Aim
Transcribe the lines of the data below without changes, starting at the line that contains "Isolate white stone" and ending at the line that contains "xmin=104 ymin=522 xmax=142 ymax=555", both included.

[Object detection data]
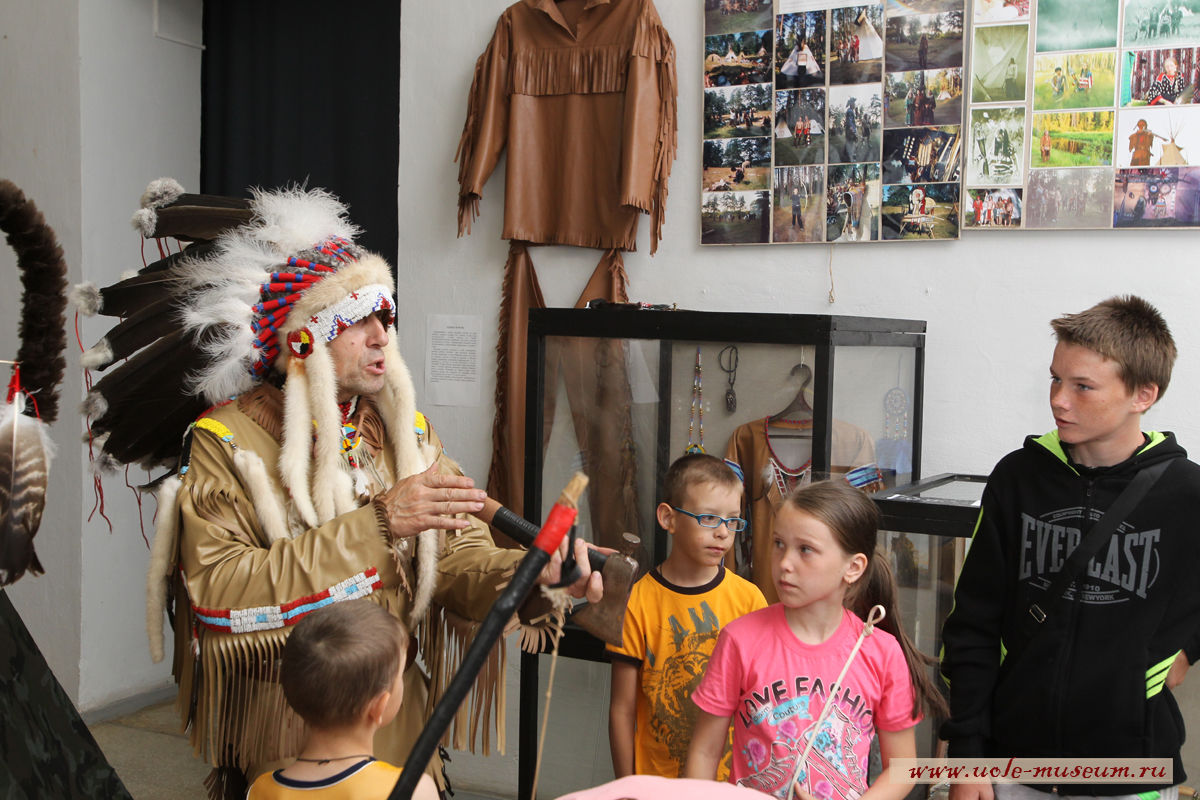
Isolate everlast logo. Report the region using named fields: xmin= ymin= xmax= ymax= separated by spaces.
xmin=1020 ymin=513 xmax=1162 ymax=600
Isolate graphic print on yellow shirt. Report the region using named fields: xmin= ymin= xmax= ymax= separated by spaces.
xmin=608 ymin=566 xmax=767 ymax=780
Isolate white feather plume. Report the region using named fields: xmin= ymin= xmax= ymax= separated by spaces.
xmin=0 ymin=402 xmax=54 ymax=587
xmin=251 ymin=187 xmax=359 ymax=253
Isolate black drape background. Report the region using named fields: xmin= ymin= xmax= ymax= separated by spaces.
xmin=200 ymin=0 xmax=400 ymax=265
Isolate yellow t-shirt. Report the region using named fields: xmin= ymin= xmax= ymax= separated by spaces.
xmin=607 ymin=566 xmax=767 ymax=780
xmin=246 ymin=758 xmax=403 ymax=800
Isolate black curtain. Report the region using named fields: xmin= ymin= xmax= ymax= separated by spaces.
xmin=200 ymin=0 xmax=400 ymax=265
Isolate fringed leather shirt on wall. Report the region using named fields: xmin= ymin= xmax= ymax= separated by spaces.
xmin=456 ymin=0 xmax=676 ymax=253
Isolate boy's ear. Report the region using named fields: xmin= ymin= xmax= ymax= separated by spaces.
xmin=1133 ymin=384 xmax=1158 ymax=414
xmin=654 ymin=503 xmax=674 ymax=534
xmin=364 ymin=688 xmax=391 ymax=728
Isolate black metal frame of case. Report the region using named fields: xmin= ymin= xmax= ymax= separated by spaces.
xmin=517 ymin=306 xmax=925 ymax=800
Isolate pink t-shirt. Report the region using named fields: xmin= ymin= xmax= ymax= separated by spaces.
xmin=691 ymin=603 xmax=917 ymax=800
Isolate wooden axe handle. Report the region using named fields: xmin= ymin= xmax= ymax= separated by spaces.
xmin=475 ymin=498 xmax=608 ymax=572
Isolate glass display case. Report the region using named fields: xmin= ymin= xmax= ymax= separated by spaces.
xmin=872 ymin=474 xmax=986 ymax=758
xmin=518 ymin=305 xmax=925 ymax=798
xmin=524 ymin=306 xmax=925 ymax=578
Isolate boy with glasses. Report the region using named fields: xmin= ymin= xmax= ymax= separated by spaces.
xmin=608 ymin=453 xmax=767 ymax=780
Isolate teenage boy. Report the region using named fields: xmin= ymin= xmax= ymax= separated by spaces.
xmin=608 ymin=453 xmax=767 ymax=780
xmin=246 ymin=597 xmax=438 ymax=800
xmin=941 ymin=296 xmax=1200 ymax=800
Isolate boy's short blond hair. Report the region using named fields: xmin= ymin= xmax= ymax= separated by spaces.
xmin=662 ymin=453 xmax=742 ymax=506
xmin=1050 ymin=295 xmax=1176 ymax=397
xmin=280 ymin=597 xmax=408 ymax=729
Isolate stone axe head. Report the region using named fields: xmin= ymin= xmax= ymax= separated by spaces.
xmin=478 ymin=498 xmax=637 ymax=646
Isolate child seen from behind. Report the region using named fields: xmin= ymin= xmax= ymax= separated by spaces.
xmin=247 ymin=599 xmax=438 ymax=800
xmin=608 ymin=453 xmax=767 ymax=777
xmin=686 ymin=481 xmax=944 ymax=800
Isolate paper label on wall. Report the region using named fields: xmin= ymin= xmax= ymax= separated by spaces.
xmin=425 ymin=314 xmax=482 ymax=405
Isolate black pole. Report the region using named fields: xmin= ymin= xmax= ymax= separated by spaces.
xmin=388 ymin=494 xmax=586 ymax=800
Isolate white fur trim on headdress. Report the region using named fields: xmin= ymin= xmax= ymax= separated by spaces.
xmin=302 ymin=341 xmax=358 ymax=523
xmin=280 ymin=359 xmax=317 ymax=528
xmin=79 ymin=338 xmax=113 ymax=369
xmin=140 ymin=178 xmax=184 ymax=209
xmin=233 ymin=449 xmax=292 ymax=542
xmin=70 ymin=281 xmax=104 ymax=317
xmin=146 ymin=476 xmax=182 ymax=663
xmin=130 ymin=209 xmax=158 ymax=239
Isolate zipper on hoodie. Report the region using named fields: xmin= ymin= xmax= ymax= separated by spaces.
xmin=1050 ymin=477 xmax=1096 ymax=753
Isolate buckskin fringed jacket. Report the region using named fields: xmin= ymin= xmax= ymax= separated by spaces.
xmin=151 ymin=384 xmax=559 ymax=782
xmin=457 ymin=0 xmax=676 ymax=253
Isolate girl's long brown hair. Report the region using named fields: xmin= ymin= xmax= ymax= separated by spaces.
xmin=784 ymin=480 xmax=949 ymax=720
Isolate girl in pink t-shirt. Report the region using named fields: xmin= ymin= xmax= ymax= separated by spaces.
xmin=685 ymin=481 xmax=946 ymax=800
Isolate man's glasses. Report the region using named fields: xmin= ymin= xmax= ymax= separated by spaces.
xmin=671 ymin=506 xmax=746 ymax=534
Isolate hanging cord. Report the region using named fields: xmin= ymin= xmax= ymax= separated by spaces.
xmin=74 ymin=311 xmax=113 ymax=534
xmin=787 ymin=606 xmax=887 ymax=800
xmin=529 ymin=587 xmax=571 ymax=800
xmin=829 ymin=245 xmax=838 ymax=306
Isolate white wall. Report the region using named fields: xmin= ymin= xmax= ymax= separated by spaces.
xmin=0 ymin=0 xmax=200 ymax=711
xmin=0 ymin=0 xmax=82 ymax=697
xmin=78 ymin=0 xmax=202 ymax=709
xmin=400 ymin=0 xmax=1200 ymax=796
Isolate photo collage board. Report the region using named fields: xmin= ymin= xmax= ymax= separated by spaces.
xmin=961 ymin=0 xmax=1200 ymax=230
xmin=701 ymin=0 xmax=973 ymax=245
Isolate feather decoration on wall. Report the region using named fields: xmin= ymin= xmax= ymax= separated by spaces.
xmin=0 ymin=180 xmax=67 ymax=587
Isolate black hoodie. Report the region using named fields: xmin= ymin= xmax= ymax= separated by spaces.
xmin=941 ymin=432 xmax=1200 ymax=795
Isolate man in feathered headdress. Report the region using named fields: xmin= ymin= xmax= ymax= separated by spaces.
xmin=80 ymin=180 xmax=600 ymax=796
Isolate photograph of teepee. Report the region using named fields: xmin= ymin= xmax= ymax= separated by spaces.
xmin=1116 ymin=107 xmax=1200 ymax=167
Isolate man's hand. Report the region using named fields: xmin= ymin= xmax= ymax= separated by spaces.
xmin=950 ymin=782 xmax=996 ymax=800
xmin=1166 ymin=650 xmax=1192 ymax=688
xmin=538 ymin=536 xmax=604 ymax=603
xmin=376 ymin=463 xmax=487 ymax=539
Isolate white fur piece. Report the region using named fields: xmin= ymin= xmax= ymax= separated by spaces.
xmin=278 ymin=359 xmax=319 ymax=528
xmin=79 ymin=389 xmax=108 ymax=419
xmin=146 ymin=477 xmax=182 ymax=663
xmin=142 ymin=178 xmax=184 ymax=209
xmin=233 ymin=450 xmax=292 ymax=542
xmin=251 ymin=187 xmax=359 ymax=253
xmin=379 ymin=336 xmax=432 ymax=479
xmin=130 ymin=209 xmax=158 ymax=239
xmin=304 ymin=342 xmax=356 ymax=523
xmin=408 ymin=530 xmax=442 ymax=630
xmin=70 ymin=281 xmax=104 ymax=317
xmin=79 ymin=338 xmax=113 ymax=369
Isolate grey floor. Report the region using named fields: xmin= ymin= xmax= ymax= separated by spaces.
xmin=89 ymin=702 xmax=501 ymax=800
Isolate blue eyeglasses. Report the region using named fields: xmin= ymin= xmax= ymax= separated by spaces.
xmin=671 ymin=506 xmax=746 ymax=534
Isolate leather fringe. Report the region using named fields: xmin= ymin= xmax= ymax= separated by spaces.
xmin=420 ymin=607 xmax=506 ymax=756
xmin=509 ymin=44 xmax=630 ymax=96
xmin=454 ymin=14 xmax=510 ymax=236
xmin=487 ymin=240 xmax=546 ymax=522
xmin=187 ymin=631 xmax=305 ymax=770
xmin=630 ymin=7 xmax=679 ymax=255
xmin=204 ymin=766 xmax=250 ymax=800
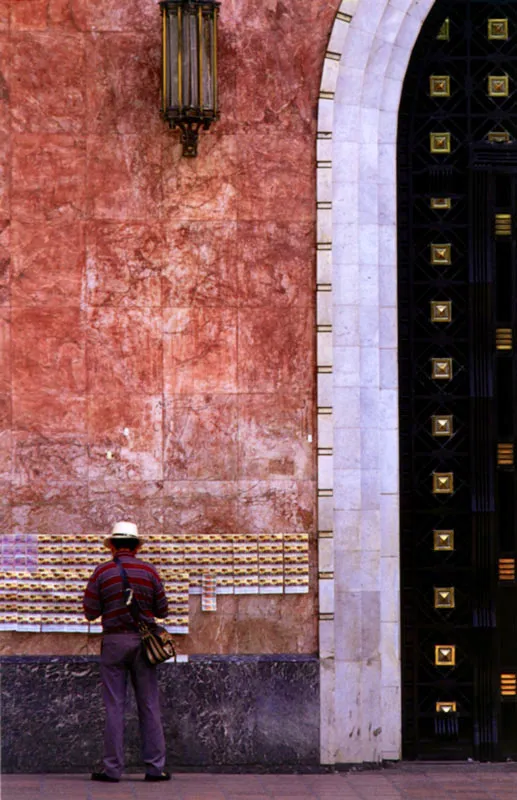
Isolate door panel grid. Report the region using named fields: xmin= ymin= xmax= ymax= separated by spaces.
xmin=398 ymin=0 xmax=517 ymax=760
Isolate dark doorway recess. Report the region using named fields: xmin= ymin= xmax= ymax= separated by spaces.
xmin=398 ymin=0 xmax=517 ymax=760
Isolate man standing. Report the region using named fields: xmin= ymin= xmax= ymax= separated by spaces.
xmin=83 ymin=522 xmax=170 ymax=783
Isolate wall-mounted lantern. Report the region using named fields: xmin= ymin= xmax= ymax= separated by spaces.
xmin=160 ymin=0 xmax=220 ymax=157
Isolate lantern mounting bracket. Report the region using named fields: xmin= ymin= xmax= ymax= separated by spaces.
xmin=170 ymin=119 xmax=208 ymax=158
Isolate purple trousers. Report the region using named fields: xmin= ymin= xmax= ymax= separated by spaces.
xmin=101 ymin=633 xmax=165 ymax=778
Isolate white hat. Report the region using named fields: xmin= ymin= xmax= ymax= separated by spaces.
xmin=104 ymin=522 xmax=144 ymax=547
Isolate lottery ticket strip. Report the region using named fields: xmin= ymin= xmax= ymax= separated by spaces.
xmin=0 ymin=533 xmax=309 ymax=634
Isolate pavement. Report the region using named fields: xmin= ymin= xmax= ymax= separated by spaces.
xmin=0 ymin=763 xmax=517 ymax=800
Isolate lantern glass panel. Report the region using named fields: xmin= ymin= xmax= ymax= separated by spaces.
xmin=182 ymin=11 xmax=199 ymax=108
xmin=203 ymin=16 xmax=214 ymax=111
xmin=165 ymin=11 xmax=180 ymax=109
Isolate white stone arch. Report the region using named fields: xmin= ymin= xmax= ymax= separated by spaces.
xmin=317 ymin=0 xmax=434 ymax=764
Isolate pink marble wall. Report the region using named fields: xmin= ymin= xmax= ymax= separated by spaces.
xmin=0 ymin=0 xmax=338 ymax=653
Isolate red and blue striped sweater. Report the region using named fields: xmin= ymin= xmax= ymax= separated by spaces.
xmin=83 ymin=549 xmax=168 ymax=633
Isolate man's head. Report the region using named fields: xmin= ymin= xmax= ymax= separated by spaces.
xmin=104 ymin=522 xmax=142 ymax=555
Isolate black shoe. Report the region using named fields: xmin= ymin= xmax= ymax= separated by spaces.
xmin=145 ymin=772 xmax=171 ymax=783
xmin=91 ymin=772 xmax=119 ymax=783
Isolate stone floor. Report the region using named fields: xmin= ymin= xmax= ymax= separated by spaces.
xmin=0 ymin=764 xmax=517 ymax=800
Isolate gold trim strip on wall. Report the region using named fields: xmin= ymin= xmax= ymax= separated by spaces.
xmin=436 ymin=700 xmax=456 ymax=714
xmin=197 ymin=6 xmax=203 ymax=109
xmin=497 ymin=442 xmax=513 ymax=467
xmin=434 ymin=644 xmax=456 ymax=667
xmin=212 ymin=8 xmax=219 ymax=114
xmin=501 ymin=672 xmax=517 ymax=697
xmin=178 ymin=6 xmax=183 ymax=108
xmin=436 ymin=17 xmax=450 ymax=42
xmin=434 ymin=586 xmax=456 ymax=608
xmin=162 ymin=8 xmax=168 ymax=111
xmin=499 ymin=558 xmax=515 ymax=581
xmin=495 ymin=328 xmax=513 ymax=350
xmin=433 ymin=530 xmax=454 ymax=550
xmin=495 ymin=214 xmax=512 ymax=236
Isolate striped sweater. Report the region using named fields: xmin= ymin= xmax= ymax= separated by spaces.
xmin=83 ymin=549 xmax=168 ymax=633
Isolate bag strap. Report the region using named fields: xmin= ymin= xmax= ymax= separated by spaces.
xmin=113 ymin=556 xmax=142 ymax=625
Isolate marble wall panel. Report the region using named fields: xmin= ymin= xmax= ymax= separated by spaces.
xmin=87 ymin=307 xmax=163 ymax=395
xmin=12 ymin=389 xmax=87 ymax=437
xmin=77 ymin=0 xmax=157 ymax=34
xmin=2 ymin=655 xmax=319 ymax=768
xmin=86 ymin=221 xmax=165 ymax=308
xmin=163 ymin=481 xmax=241 ymax=536
xmin=11 ymin=220 xmax=85 ymax=308
xmin=87 ymin=134 xmax=163 ymax=221
xmin=162 ymin=134 xmax=239 ymax=222
xmin=239 ymin=306 xmax=314 ymax=394
xmin=0 ymin=219 xmax=11 ymax=308
xmin=12 ymin=490 xmax=91 ymax=536
xmin=86 ymin=31 xmax=163 ymax=136
xmin=10 ymin=32 xmax=86 ymax=134
xmin=239 ymin=393 xmax=314 ymax=480
xmin=161 ymin=220 xmax=239 ymax=308
xmin=239 ymin=479 xmax=315 ymax=533
xmin=12 ymin=308 xmax=86 ymax=394
xmin=235 ymin=132 xmax=315 ymax=222
xmin=88 ymin=481 xmax=164 ymax=536
xmin=164 ymin=394 xmax=239 ymax=481
xmin=235 ymin=222 xmax=314 ymax=308
xmin=9 ymin=0 xmax=48 ymax=31
xmin=13 ymin=438 xmax=88 ymax=502
xmin=0 ymin=0 xmax=338 ymax=652
xmin=12 ymin=133 xmax=86 ymax=222
xmin=0 ymin=308 xmax=12 ymax=393
xmin=163 ymin=308 xmax=237 ymax=394
xmin=88 ymin=392 xmax=163 ymax=486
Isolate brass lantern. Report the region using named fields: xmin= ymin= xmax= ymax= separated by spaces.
xmin=160 ymin=0 xmax=220 ymax=157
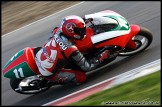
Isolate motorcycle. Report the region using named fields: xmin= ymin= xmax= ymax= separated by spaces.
xmin=3 ymin=10 xmax=153 ymax=94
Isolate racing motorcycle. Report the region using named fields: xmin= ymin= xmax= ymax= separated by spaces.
xmin=3 ymin=10 xmax=153 ymax=94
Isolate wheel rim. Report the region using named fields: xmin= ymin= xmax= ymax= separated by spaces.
xmin=15 ymin=76 xmax=48 ymax=94
xmin=120 ymin=35 xmax=149 ymax=55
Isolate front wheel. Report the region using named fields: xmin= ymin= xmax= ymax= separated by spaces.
xmin=119 ymin=27 xmax=153 ymax=56
xmin=10 ymin=76 xmax=50 ymax=94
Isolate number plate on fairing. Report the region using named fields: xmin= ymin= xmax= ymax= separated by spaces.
xmin=3 ymin=48 xmax=35 ymax=79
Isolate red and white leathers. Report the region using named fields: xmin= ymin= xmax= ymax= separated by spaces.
xmin=35 ymin=30 xmax=108 ymax=84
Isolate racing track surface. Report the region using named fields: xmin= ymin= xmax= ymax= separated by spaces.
xmin=1 ymin=1 xmax=161 ymax=105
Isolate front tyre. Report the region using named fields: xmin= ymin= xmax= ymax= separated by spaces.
xmin=119 ymin=27 xmax=153 ymax=56
xmin=10 ymin=76 xmax=50 ymax=94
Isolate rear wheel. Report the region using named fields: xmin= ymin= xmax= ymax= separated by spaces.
xmin=119 ymin=27 xmax=153 ymax=56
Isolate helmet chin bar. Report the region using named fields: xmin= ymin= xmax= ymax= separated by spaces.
xmin=74 ymin=35 xmax=86 ymax=40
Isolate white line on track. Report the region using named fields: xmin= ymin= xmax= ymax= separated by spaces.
xmin=42 ymin=59 xmax=161 ymax=106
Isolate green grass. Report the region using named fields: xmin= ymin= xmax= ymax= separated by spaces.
xmin=68 ymin=71 xmax=161 ymax=106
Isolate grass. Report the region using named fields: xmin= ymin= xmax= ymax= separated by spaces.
xmin=68 ymin=71 xmax=161 ymax=106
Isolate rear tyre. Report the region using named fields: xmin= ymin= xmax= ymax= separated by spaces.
xmin=118 ymin=27 xmax=153 ymax=56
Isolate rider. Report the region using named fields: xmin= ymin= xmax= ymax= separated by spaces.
xmin=35 ymin=15 xmax=110 ymax=84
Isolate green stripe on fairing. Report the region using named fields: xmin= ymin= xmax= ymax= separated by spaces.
xmin=3 ymin=49 xmax=24 ymax=70
xmin=4 ymin=62 xmax=35 ymax=79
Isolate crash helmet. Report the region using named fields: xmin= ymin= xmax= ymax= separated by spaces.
xmin=61 ymin=15 xmax=86 ymax=40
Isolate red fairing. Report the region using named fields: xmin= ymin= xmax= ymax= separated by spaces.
xmin=25 ymin=48 xmax=39 ymax=74
xmin=75 ymin=28 xmax=94 ymax=52
xmin=53 ymin=27 xmax=61 ymax=34
xmin=95 ymin=25 xmax=140 ymax=48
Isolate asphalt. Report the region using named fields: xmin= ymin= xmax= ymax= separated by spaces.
xmin=1 ymin=1 xmax=161 ymax=106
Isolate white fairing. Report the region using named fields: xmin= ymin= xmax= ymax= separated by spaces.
xmin=85 ymin=10 xmax=121 ymax=25
xmin=91 ymin=30 xmax=130 ymax=44
xmin=85 ymin=10 xmax=130 ymax=44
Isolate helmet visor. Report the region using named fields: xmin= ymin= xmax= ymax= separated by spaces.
xmin=74 ymin=27 xmax=86 ymax=36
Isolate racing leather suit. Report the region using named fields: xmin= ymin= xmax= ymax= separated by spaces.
xmin=35 ymin=29 xmax=109 ymax=84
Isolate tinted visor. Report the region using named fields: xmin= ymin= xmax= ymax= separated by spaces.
xmin=74 ymin=27 xmax=86 ymax=36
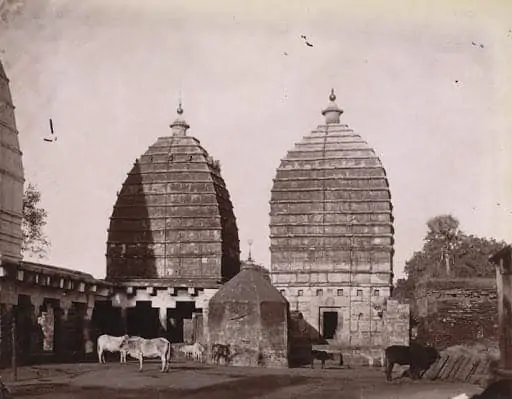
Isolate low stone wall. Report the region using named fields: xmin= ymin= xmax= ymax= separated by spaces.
xmin=417 ymin=278 xmax=498 ymax=350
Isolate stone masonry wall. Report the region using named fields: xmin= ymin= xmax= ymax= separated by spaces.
xmin=417 ymin=279 xmax=498 ymax=349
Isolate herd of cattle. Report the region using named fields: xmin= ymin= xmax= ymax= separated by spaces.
xmin=97 ymin=334 xmax=230 ymax=372
xmin=97 ymin=334 xmax=440 ymax=381
xmin=97 ymin=334 xmax=512 ymax=399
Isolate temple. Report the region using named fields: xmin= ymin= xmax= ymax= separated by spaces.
xmin=270 ymin=90 xmax=408 ymax=346
xmin=0 ymin=62 xmax=25 ymax=262
xmin=101 ymin=103 xmax=240 ymax=342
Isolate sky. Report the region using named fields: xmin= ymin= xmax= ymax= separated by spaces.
xmin=0 ymin=0 xmax=512 ymax=278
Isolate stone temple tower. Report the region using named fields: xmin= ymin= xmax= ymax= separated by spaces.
xmin=0 ymin=57 xmax=24 ymax=263
xmin=106 ymin=103 xmax=240 ymax=342
xmin=270 ymin=90 xmax=393 ymax=346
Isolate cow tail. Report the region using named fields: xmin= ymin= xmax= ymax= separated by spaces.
xmin=165 ymin=342 xmax=172 ymax=365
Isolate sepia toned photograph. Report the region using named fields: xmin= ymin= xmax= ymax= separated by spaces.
xmin=0 ymin=0 xmax=512 ymax=399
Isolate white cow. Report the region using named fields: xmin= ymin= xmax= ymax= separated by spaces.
xmin=120 ymin=337 xmax=172 ymax=372
xmin=180 ymin=342 xmax=204 ymax=361
xmin=97 ymin=334 xmax=128 ymax=363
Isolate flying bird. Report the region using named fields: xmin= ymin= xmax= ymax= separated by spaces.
xmin=43 ymin=118 xmax=57 ymax=143
xmin=300 ymin=35 xmax=313 ymax=47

The response
Isolate white stone arch. Report the region using named fields: xmin= ymin= xmax= ymax= separated by spaces.
xmin=317 ymin=0 xmax=434 ymax=764
Isolate pink marble wall. Report the region using named fields: xmin= ymin= xmax= ymax= separated by spaces.
xmin=0 ymin=0 xmax=338 ymax=653
Isolate red and blue striped sweater. Report the region using named fields: xmin= ymin= xmax= ymax= separated by spaces.
xmin=83 ymin=549 xmax=168 ymax=633
Isolate man's head. Report the region using named fields: xmin= ymin= xmax= ymax= separated by spaces.
xmin=104 ymin=522 xmax=142 ymax=555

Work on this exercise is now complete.